**Page**
####################

CUET · MATHS · PYQ PAPER 2025
Match List-I with List-II
| List-I (Function) | List-II (Property) |
| (A) \(f(x)=\left\{\begin{array}{ll}\frac{x}{|x|} & : x \neq 0 \\ 0 & : x=0\end{array}\right.\) | (I) continuous but not differentiable at \(x=0\) |
| (B) \(f ( x )=| x |\) | (II) continuous but not differentiable at \(x=1\) |
| (C) \(f(x)=\left|x^2-1\right|\) | (III) discontinuous at \(x=0\) |
| (D) \(f(x)=|x-1|\) | (IV) continuous but not differentiable at \(x=1,-1\) |
- A (A) - (III), (B) - (I), (C) - (IV), (D) - (II)

####################

**Record set**
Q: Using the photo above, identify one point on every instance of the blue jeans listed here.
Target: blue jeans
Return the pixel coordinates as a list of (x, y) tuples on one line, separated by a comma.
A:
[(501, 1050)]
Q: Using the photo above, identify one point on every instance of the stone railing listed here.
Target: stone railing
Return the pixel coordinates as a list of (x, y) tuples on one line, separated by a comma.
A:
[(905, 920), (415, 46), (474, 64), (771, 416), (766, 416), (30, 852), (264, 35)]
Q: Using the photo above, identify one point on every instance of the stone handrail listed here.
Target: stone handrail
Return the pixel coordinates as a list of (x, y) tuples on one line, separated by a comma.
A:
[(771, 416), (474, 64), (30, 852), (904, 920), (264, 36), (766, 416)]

####################

Reproduce the CUET matching problem on functions and their properties word for word, in full.

**Exercise solution**
CUET · MATHS · PYQ PAPER 2025
Match List-I with List-II
| List-I (Function) | List-II (Property) |
| (A) \(f(x)=\left\{\begin{array}{ll}\frac{x}{|x|} & : x \neq 0 \\ 0 & : x=0\end{array}\right.\) | (I) continuous but not differentiable at \(x=0\) |
| (B) \(f ( x )=| x |\) | (II) continuous but not differentiable at \(x=1\) |
| (C) \(f(x)=\left|x^2-1\right|\) | (III) discontinuous at \(x=0\) |
| (D) \(f(x)=|x-1|\) | (IV) continuous but not differentiable at \(x=1,-1\) |
- A (A) - (III), (B) - (I), (C) - (IV), (D) - (II)